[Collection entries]
┏━━
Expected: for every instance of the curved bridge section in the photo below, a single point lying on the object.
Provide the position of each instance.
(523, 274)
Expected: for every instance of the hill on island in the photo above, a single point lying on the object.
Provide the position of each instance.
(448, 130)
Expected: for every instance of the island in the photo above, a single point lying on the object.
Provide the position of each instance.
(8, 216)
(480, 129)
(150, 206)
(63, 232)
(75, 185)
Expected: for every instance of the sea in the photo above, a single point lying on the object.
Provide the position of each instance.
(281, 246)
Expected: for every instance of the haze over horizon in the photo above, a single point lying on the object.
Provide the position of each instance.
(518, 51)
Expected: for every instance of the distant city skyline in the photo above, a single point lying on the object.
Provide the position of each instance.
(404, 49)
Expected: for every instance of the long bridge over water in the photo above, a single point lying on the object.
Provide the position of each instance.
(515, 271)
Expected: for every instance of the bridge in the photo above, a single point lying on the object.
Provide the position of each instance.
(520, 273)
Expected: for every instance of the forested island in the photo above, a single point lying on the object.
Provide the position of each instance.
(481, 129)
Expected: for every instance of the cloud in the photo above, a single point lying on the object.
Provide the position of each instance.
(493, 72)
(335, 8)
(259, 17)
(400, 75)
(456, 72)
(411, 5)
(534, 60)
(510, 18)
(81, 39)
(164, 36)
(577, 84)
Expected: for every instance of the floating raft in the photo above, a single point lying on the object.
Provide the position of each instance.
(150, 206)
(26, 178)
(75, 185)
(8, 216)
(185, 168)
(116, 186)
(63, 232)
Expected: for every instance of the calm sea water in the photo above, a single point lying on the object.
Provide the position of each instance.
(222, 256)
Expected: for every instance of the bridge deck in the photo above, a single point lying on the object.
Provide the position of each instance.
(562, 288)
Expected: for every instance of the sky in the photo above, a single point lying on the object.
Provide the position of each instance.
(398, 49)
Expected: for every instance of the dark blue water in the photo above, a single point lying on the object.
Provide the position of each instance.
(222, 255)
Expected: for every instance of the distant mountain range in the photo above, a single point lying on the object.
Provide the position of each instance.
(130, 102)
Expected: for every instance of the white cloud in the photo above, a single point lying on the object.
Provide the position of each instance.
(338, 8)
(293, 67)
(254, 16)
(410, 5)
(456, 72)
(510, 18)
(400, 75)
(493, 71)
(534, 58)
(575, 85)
┗━━
(TASK INSTRUCTIONS) Return, exactly as they stand, the lines from the start of the records above through the line with "Expected: for every instance of the island", both ends included, and no other lines.

(SOLUTION BELOW)
Expected: for every instance of the curved bridge section in the photo below, a single point lying on the object.
Provide the position of each instance.
(523, 274)
Expected: for every instance of the hill on island in the photo above, a single point lying on the object.
Provide the position of each instance.
(448, 130)
Expected: for every instance of the island in the photo above, a single point lying on the object.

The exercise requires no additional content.